-- Given text --
[Begin]
By the winter of 1943 he
was transferred to the Ministry of
Economics. Ohlendorf's ostensible job was
focusing on export trade, but his real
priority was preserving the SS's massive
pan-European economic empire after Germany's
defeat.
Ohlendorf, who was later
hanged at Nuremberg, took particular
interest in the work of a German economist
called Ludwig Erhard. Erhard had written a
lengthy manuscript on the transition to a
post-war economy after Germany's defeat.
This was dangerous, especially as his name
had been mentioned in connection with
resistance groups.
But Ohlendorf, who was
also chief of the SD, the Nazi domestic
security service, protected Erhard as he
agreed with his views on stabilising the
post-war German economy. Ohlendorf himself
was protected by Heinrich Himmler, the chief
of the SS.
Ohlendorf and Erhard
feared a bout of hyper-inflation, such as
the one that had destroyed the German
economy in the Twenties. Such a catastrophe
would render the SS's economic empire almost
worthless.
The two men agreed that
the post-war priority was rapid monetary
stabilisation through a stable currency
unit, but they realised this would have to
be enforced by a friendly occupying power,
as no post-war German state would have
enough legitimacy to introduce a currency
that would have any value.
That unit would become the
Deutschmark, which was introduced in 1948.
It was an astonishing success and it
kick-started the German economy. With a
stable currency, Germany was once again an
attractive trading partner.
The German industrial
conglomerates could rapidly rebuild their
economic empires across Europe.
War had been
extraordinarily profitable for the German
economy. By 1948 - despite six years of
conflict, Allied bombing and post-war
reparations payments - the capital stock of
assets such as equipment and buildings was
larger than in 1936, thanks mainly to the
armaments boom.
[End]
-- Record extracts --
[Begin]
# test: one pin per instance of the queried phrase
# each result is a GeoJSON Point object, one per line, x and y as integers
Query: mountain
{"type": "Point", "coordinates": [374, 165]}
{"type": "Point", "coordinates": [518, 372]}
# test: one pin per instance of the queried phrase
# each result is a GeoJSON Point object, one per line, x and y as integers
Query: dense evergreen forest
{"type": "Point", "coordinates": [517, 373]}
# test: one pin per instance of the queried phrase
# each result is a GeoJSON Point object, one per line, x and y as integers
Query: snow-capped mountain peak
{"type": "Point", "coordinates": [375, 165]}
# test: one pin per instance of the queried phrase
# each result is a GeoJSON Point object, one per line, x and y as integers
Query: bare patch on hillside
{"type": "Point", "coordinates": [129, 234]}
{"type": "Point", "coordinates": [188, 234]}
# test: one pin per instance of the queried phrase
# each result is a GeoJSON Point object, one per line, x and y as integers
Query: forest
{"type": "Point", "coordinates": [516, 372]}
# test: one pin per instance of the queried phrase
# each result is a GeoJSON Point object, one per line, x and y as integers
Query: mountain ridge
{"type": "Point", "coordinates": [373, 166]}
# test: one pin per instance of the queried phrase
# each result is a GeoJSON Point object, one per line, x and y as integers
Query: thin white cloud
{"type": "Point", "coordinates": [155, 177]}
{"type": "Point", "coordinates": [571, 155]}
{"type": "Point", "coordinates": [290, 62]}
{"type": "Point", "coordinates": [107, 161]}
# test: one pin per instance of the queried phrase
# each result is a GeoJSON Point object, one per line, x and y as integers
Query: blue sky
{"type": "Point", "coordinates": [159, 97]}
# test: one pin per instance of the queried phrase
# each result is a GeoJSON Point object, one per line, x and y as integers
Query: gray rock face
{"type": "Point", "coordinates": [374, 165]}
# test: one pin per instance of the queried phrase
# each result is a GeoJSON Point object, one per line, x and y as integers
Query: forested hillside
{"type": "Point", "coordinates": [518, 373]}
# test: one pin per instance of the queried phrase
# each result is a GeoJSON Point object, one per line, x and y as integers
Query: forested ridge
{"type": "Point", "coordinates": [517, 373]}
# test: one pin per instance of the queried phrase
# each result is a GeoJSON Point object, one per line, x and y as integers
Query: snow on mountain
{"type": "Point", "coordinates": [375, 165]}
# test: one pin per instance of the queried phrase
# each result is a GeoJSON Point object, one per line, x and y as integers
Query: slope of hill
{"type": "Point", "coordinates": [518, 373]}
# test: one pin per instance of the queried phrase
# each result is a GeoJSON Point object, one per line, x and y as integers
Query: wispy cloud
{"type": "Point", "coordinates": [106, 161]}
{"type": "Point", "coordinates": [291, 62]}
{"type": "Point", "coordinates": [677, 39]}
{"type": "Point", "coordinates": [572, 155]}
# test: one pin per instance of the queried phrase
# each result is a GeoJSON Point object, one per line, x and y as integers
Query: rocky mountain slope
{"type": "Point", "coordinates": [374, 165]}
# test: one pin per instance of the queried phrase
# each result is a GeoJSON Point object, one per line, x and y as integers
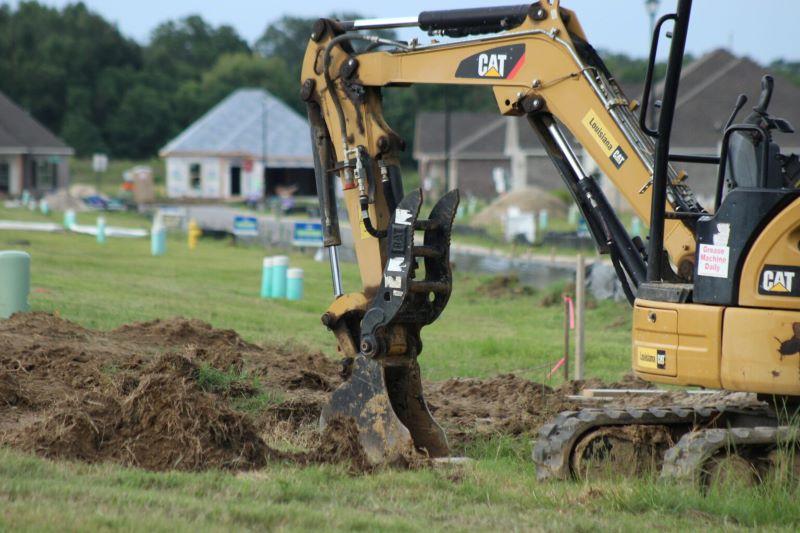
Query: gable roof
{"type": "Point", "coordinates": [471, 134]}
{"type": "Point", "coordinates": [20, 133]}
{"type": "Point", "coordinates": [238, 125]}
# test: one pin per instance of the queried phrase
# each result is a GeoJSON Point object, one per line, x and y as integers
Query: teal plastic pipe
{"type": "Point", "coordinates": [15, 282]}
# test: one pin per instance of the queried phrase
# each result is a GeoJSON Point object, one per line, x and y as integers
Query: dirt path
{"type": "Point", "coordinates": [180, 394]}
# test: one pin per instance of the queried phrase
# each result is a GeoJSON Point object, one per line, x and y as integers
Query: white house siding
{"type": "Point", "coordinates": [178, 177]}
{"type": "Point", "coordinates": [215, 177]}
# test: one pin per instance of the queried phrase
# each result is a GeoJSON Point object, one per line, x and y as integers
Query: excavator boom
{"type": "Point", "coordinates": [539, 64]}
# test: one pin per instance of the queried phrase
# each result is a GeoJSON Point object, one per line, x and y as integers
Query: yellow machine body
{"type": "Point", "coordinates": [754, 347]}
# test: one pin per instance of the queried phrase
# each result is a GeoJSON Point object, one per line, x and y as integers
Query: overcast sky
{"type": "Point", "coordinates": [764, 29]}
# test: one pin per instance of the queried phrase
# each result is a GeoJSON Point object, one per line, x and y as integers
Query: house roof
{"type": "Point", "coordinates": [239, 125]}
{"type": "Point", "coordinates": [20, 133]}
{"type": "Point", "coordinates": [471, 134]}
{"type": "Point", "coordinates": [708, 90]}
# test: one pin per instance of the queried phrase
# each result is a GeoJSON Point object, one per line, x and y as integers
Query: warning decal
{"type": "Point", "coordinates": [713, 261]}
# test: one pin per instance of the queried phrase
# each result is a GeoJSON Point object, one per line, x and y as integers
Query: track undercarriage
{"type": "Point", "coordinates": [701, 445]}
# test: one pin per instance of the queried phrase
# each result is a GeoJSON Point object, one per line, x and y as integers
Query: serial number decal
{"type": "Point", "coordinates": [604, 139]}
{"type": "Point", "coordinates": [652, 358]}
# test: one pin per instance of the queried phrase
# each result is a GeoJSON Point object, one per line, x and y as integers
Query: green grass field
{"type": "Point", "coordinates": [105, 286]}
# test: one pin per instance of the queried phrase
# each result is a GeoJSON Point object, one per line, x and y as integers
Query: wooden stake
{"type": "Point", "coordinates": [580, 310]}
{"type": "Point", "coordinates": [566, 338]}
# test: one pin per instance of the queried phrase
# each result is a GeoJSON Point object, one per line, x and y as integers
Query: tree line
{"type": "Point", "coordinates": [102, 91]}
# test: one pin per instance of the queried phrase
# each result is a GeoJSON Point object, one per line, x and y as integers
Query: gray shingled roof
{"type": "Point", "coordinates": [709, 88]}
{"type": "Point", "coordinates": [235, 127]}
{"type": "Point", "coordinates": [471, 134]}
{"type": "Point", "coordinates": [20, 133]}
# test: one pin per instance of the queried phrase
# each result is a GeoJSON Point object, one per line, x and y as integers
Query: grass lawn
{"type": "Point", "coordinates": [105, 286]}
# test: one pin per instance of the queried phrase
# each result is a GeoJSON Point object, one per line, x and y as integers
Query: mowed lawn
{"type": "Point", "coordinates": [106, 286]}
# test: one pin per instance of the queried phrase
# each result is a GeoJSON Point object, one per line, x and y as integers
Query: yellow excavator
{"type": "Point", "coordinates": [715, 289]}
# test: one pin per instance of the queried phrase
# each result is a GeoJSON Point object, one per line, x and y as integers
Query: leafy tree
{"type": "Point", "coordinates": [184, 49]}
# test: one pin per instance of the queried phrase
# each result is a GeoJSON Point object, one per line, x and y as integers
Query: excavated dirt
{"type": "Point", "coordinates": [504, 286]}
{"type": "Point", "coordinates": [180, 394]}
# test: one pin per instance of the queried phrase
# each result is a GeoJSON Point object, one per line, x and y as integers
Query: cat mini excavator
{"type": "Point", "coordinates": [715, 291]}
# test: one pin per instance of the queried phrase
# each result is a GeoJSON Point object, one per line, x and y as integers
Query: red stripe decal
{"type": "Point", "coordinates": [516, 68]}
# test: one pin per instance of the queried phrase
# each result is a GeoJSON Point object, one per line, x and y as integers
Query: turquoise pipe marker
{"type": "Point", "coordinates": [280, 264]}
{"type": "Point", "coordinates": [544, 219]}
{"type": "Point", "coordinates": [636, 227]}
{"type": "Point", "coordinates": [294, 284]}
{"type": "Point", "coordinates": [158, 240]}
{"type": "Point", "coordinates": [69, 219]}
{"type": "Point", "coordinates": [15, 282]}
{"type": "Point", "coordinates": [101, 230]}
{"type": "Point", "coordinates": [266, 277]}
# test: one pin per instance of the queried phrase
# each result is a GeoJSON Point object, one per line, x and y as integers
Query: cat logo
{"type": "Point", "coordinates": [779, 281]}
{"type": "Point", "coordinates": [492, 65]}
{"type": "Point", "coordinates": [502, 63]}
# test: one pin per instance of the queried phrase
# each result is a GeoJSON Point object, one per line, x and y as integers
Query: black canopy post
{"type": "Point", "coordinates": [661, 163]}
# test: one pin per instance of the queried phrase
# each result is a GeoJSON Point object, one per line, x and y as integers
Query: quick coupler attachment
{"type": "Point", "coordinates": [384, 391]}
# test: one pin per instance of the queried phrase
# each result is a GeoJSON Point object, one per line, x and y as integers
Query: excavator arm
{"type": "Point", "coordinates": [538, 62]}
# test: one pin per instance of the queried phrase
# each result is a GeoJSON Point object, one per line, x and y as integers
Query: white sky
{"type": "Point", "coordinates": [763, 30]}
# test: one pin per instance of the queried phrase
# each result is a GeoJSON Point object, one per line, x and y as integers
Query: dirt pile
{"type": "Point", "coordinates": [180, 394]}
{"type": "Point", "coordinates": [504, 286]}
{"type": "Point", "coordinates": [505, 404]}
{"type": "Point", "coordinates": [527, 200]}
{"type": "Point", "coordinates": [155, 394]}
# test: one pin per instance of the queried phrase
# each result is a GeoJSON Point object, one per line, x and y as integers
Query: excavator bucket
{"type": "Point", "coordinates": [384, 392]}
{"type": "Point", "coordinates": [389, 410]}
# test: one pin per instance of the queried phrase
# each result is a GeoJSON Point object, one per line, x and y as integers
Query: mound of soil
{"type": "Point", "coordinates": [527, 200]}
{"type": "Point", "coordinates": [180, 394]}
{"type": "Point", "coordinates": [133, 395]}
{"type": "Point", "coordinates": [505, 404]}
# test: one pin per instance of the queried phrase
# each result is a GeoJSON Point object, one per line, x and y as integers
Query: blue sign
{"type": "Point", "coordinates": [307, 234]}
{"type": "Point", "coordinates": [245, 226]}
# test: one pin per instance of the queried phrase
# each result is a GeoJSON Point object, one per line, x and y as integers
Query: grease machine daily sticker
{"type": "Point", "coordinates": [605, 139]}
{"type": "Point", "coordinates": [500, 63]}
{"type": "Point", "coordinates": [713, 259]}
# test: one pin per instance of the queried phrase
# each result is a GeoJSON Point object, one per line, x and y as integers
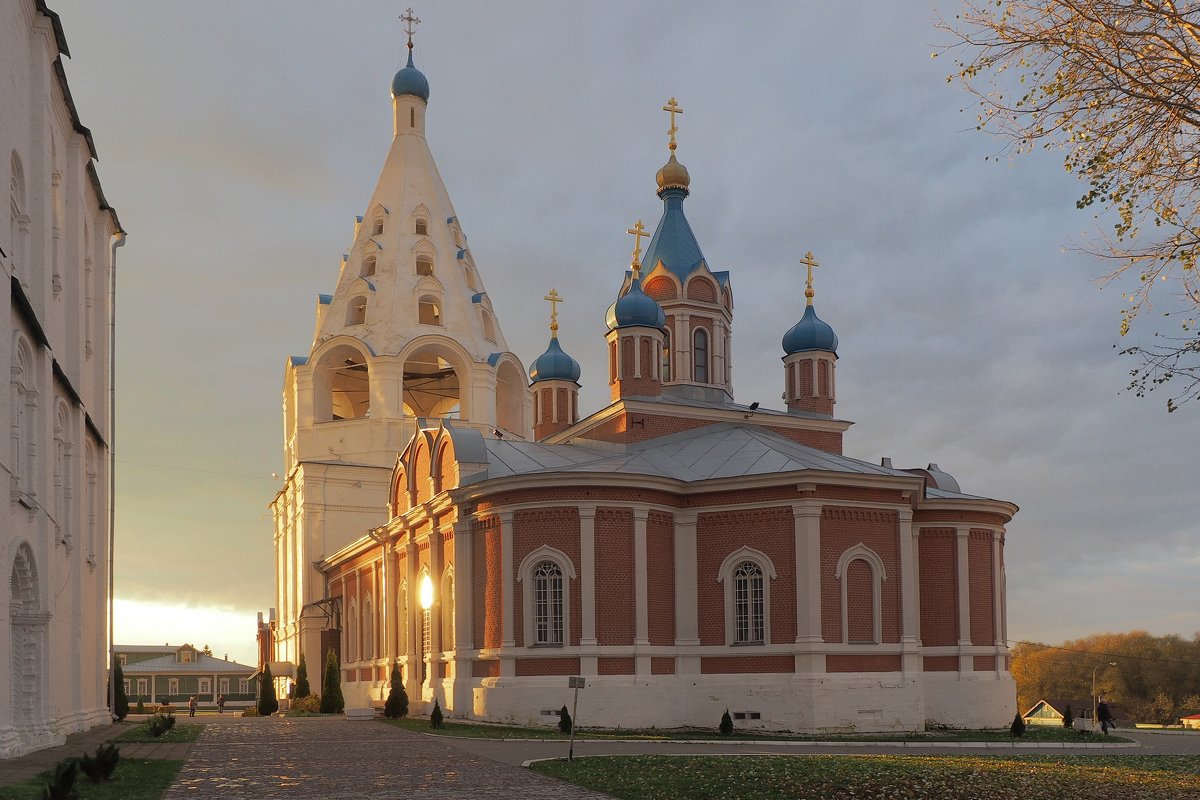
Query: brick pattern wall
{"type": "Point", "coordinates": [939, 576]}
{"type": "Point", "coordinates": [615, 576]}
{"type": "Point", "coordinates": [558, 528]}
{"type": "Point", "coordinates": [485, 668]}
{"type": "Point", "coordinates": [661, 666]}
{"type": "Point", "coordinates": [863, 663]}
{"type": "Point", "coordinates": [747, 665]}
{"type": "Point", "coordinates": [615, 666]}
{"type": "Point", "coordinates": [843, 529]}
{"type": "Point", "coordinates": [660, 577]}
{"type": "Point", "coordinates": [769, 530]}
{"type": "Point", "coordinates": [859, 602]}
{"type": "Point", "coordinates": [941, 663]}
{"type": "Point", "coordinates": [979, 557]}
{"type": "Point", "coordinates": [547, 667]}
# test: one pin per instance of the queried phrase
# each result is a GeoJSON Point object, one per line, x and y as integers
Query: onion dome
{"type": "Point", "coordinates": [810, 334]}
{"type": "Point", "coordinates": [411, 80]}
{"type": "Point", "coordinates": [635, 308]}
{"type": "Point", "coordinates": [673, 175]}
{"type": "Point", "coordinates": [555, 365]}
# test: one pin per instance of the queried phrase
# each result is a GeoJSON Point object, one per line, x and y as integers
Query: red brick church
{"type": "Point", "coordinates": [682, 552]}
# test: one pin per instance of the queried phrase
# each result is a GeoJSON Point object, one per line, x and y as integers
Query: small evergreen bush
{"type": "Point", "coordinates": [331, 701]}
{"type": "Point", "coordinates": [61, 786]}
{"type": "Point", "coordinates": [100, 768]}
{"type": "Point", "coordinates": [397, 698]}
{"type": "Point", "coordinates": [436, 715]}
{"type": "Point", "coordinates": [301, 689]}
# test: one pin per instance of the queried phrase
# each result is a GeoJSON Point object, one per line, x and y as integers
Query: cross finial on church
{"type": "Point", "coordinates": [637, 232]}
{"type": "Point", "coordinates": [672, 108]}
{"type": "Point", "coordinates": [810, 262]}
{"type": "Point", "coordinates": [555, 299]}
{"type": "Point", "coordinates": [411, 22]}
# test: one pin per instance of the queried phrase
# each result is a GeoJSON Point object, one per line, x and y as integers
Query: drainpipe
{"type": "Point", "coordinates": [118, 240]}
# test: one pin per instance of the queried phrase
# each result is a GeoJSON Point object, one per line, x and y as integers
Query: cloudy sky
{"type": "Point", "coordinates": [239, 139]}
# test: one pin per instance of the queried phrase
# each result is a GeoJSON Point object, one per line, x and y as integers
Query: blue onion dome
{"type": "Point", "coordinates": [635, 308]}
{"type": "Point", "coordinates": [411, 80]}
{"type": "Point", "coordinates": [810, 334]}
{"type": "Point", "coordinates": [555, 365]}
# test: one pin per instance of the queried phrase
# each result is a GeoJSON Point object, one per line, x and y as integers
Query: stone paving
{"type": "Point", "coordinates": [340, 759]}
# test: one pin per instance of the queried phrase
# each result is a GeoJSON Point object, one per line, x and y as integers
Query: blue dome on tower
{"type": "Point", "coordinates": [411, 80]}
{"type": "Point", "coordinates": [555, 365]}
{"type": "Point", "coordinates": [635, 308]}
{"type": "Point", "coordinates": [810, 334]}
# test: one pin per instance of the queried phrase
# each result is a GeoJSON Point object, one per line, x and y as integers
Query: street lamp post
{"type": "Point", "coordinates": [1095, 698]}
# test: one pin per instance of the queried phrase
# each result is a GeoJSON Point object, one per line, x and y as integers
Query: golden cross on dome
{"type": "Point", "coordinates": [409, 23]}
{"type": "Point", "coordinates": [810, 260]}
{"type": "Point", "coordinates": [555, 299]}
{"type": "Point", "coordinates": [672, 108]}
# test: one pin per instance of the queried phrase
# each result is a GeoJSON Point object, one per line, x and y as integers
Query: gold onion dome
{"type": "Point", "coordinates": [673, 175]}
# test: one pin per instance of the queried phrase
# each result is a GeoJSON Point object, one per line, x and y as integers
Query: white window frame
{"type": "Point", "coordinates": [725, 576]}
{"type": "Point", "coordinates": [861, 552]}
{"type": "Point", "coordinates": [526, 577]}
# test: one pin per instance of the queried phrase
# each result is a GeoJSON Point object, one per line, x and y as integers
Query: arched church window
{"type": "Point", "coordinates": [666, 355]}
{"type": "Point", "coordinates": [749, 611]}
{"type": "Point", "coordinates": [547, 603]}
{"type": "Point", "coordinates": [700, 355]}
{"type": "Point", "coordinates": [429, 312]}
{"type": "Point", "coordinates": [357, 313]}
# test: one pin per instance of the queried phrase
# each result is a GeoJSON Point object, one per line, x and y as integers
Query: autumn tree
{"type": "Point", "coordinates": [1115, 84]}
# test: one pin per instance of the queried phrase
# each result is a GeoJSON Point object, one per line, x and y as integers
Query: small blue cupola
{"type": "Point", "coordinates": [411, 80]}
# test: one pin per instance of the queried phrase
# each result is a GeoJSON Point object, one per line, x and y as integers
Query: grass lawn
{"type": "Point", "coordinates": [133, 780]}
{"type": "Point", "coordinates": [453, 728]}
{"type": "Point", "coordinates": [869, 777]}
{"type": "Point", "coordinates": [177, 734]}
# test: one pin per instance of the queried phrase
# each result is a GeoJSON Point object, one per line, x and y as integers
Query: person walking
{"type": "Point", "coordinates": [1104, 715]}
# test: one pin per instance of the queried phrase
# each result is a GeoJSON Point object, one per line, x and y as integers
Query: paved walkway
{"type": "Point", "coordinates": [339, 759]}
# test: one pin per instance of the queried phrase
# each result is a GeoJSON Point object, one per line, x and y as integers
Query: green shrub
{"type": "Point", "coordinates": [397, 698]}
{"type": "Point", "coordinates": [436, 715]}
{"type": "Point", "coordinates": [331, 701]}
{"type": "Point", "coordinates": [301, 687]}
{"type": "Point", "coordinates": [61, 786]}
{"type": "Point", "coordinates": [99, 768]}
{"type": "Point", "coordinates": [307, 704]}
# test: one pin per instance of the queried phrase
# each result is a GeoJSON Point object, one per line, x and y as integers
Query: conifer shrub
{"type": "Point", "coordinates": [397, 698]}
{"type": "Point", "coordinates": [331, 701]}
{"type": "Point", "coordinates": [301, 687]}
{"type": "Point", "coordinates": [268, 703]}
{"type": "Point", "coordinates": [100, 768]}
{"type": "Point", "coordinates": [63, 780]}
{"type": "Point", "coordinates": [436, 715]}
{"type": "Point", "coordinates": [120, 699]}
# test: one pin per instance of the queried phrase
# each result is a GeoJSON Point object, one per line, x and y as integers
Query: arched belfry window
{"type": "Point", "coordinates": [700, 355]}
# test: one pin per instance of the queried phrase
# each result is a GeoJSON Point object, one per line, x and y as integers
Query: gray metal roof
{"type": "Point", "coordinates": [715, 451]}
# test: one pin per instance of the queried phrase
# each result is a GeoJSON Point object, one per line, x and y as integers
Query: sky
{"type": "Point", "coordinates": [238, 140]}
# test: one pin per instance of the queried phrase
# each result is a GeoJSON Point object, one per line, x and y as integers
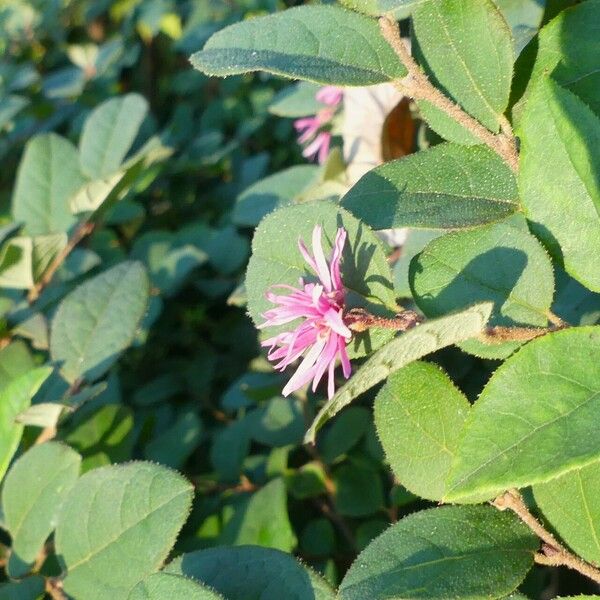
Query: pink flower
{"type": "Point", "coordinates": [330, 95]}
{"type": "Point", "coordinates": [319, 147]}
{"type": "Point", "coordinates": [308, 127]}
{"type": "Point", "coordinates": [321, 337]}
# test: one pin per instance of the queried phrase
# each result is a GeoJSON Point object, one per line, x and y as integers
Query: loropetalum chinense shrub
{"type": "Point", "coordinates": [175, 416]}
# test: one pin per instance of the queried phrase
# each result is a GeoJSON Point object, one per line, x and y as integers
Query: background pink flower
{"type": "Point", "coordinates": [321, 336]}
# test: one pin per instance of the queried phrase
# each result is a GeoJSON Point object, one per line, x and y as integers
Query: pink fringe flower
{"type": "Point", "coordinates": [330, 95]}
{"type": "Point", "coordinates": [311, 128]}
{"type": "Point", "coordinates": [322, 336]}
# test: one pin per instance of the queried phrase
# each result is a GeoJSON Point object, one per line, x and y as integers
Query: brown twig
{"type": "Point", "coordinates": [553, 553]}
{"type": "Point", "coordinates": [360, 320]}
{"type": "Point", "coordinates": [82, 231]}
{"type": "Point", "coordinates": [417, 86]}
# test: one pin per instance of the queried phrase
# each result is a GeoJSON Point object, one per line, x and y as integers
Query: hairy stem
{"type": "Point", "coordinates": [553, 553]}
{"type": "Point", "coordinates": [82, 231]}
{"type": "Point", "coordinates": [417, 86]}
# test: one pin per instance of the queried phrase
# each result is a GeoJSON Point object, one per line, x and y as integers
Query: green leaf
{"type": "Point", "coordinates": [511, 442]}
{"type": "Point", "coordinates": [133, 510]}
{"type": "Point", "coordinates": [273, 192]}
{"type": "Point", "coordinates": [98, 320]}
{"type": "Point", "coordinates": [30, 588]}
{"type": "Point", "coordinates": [252, 572]}
{"type": "Point", "coordinates": [15, 360]}
{"type": "Point", "coordinates": [24, 260]}
{"type": "Point", "coordinates": [466, 46]}
{"type": "Point", "coordinates": [276, 258]}
{"type": "Point", "coordinates": [279, 422]}
{"type": "Point", "coordinates": [566, 50]}
{"type": "Point", "coordinates": [358, 490]}
{"type": "Point", "coordinates": [296, 100]}
{"type": "Point", "coordinates": [229, 449]}
{"type": "Point", "coordinates": [103, 437]}
{"type": "Point", "coordinates": [298, 43]}
{"type": "Point", "coordinates": [34, 490]}
{"type": "Point", "coordinates": [416, 240]}
{"type": "Point", "coordinates": [524, 18]}
{"type": "Point", "coordinates": [345, 432]}
{"type": "Point", "coordinates": [47, 177]}
{"type": "Point", "coordinates": [108, 134]}
{"type": "Point", "coordinates": [450, 552]}
{"type": "Point", "coordinates": [420, 414]}
{"type": "Point", "coordinates": [501, 263]}
{"type": "Point", "coordinates": [448, 186]}
{"type": "Point", "coordinates": [14, 399]}
{"type": "Point", "coordinates": [412, 345]}
{"type": "Point", "coordinates": [560, 174]}
{"type": "Point", "coordinates": [262, 519]}
{"type": "Point", "coordinates": [175, 445]}
{"type": "Point", "coordinates": [175, 587]}
{"type": "Point", "coordinates": [571, 504]}
{"type": "Point", "coordinates": [399, 9]}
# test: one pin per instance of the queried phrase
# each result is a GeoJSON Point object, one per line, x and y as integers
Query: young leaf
{"type": "Point", "coordinates": [98, 320]}
{"type": "Point", "coordinates": [316, 43]}
{"type": "Point", "coordinates": [466, 45]}
{"type": "Point", "coordinates": [108, 134]}
{"type": "Point", "coordinates": [407, 347]}
{"type": "Point", "coordinates": [244, 572]}
{"type": "Point", "coordinates": [560, 174]}
{"type": "Point", "coordinates": [34, 490]}
{"type": "Point", "coordinates": [501, 263]}
{"type": "Point", "coordinates": [262, 519]}
{"type": "Point", "coordinates": [571, 503]}
{"type": "Point", "coordinates": [509, 442]}
{"type": "Point", "coordinates": [174, 587]}
{"type": "Point", "coordinates": [450, 552]}
{"type": "Point", "coordinates": [448, 186]}
{"type": "Point", "coordinates": [419, 415]}
{"type": "Point", "coordinates": [133, 510]}
{"type": "Point", "coordinates": [14, 399]}
{"type": "Point", "coordinates": [47, 177]}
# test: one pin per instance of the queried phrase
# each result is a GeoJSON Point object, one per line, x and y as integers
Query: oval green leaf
[End]
-- Request --
From the passage about Ohlendorf and Erhard, extract the part that starts with the words "Ohlendorf, who was later" and ends with "resistance groups.". The rows aren't needed for this.

-- Written solution --
Ohlendorf, who was later
hanged at Nuremberg, took particular
interest in the work of a German economist
called Ludwig Erhard. Erhard had written a
lengthy manuscript on the transition to a
post-war economy after Germany's defeat.
This was dangerous, especially as his name
had been mentioned in connection with
resistance groups.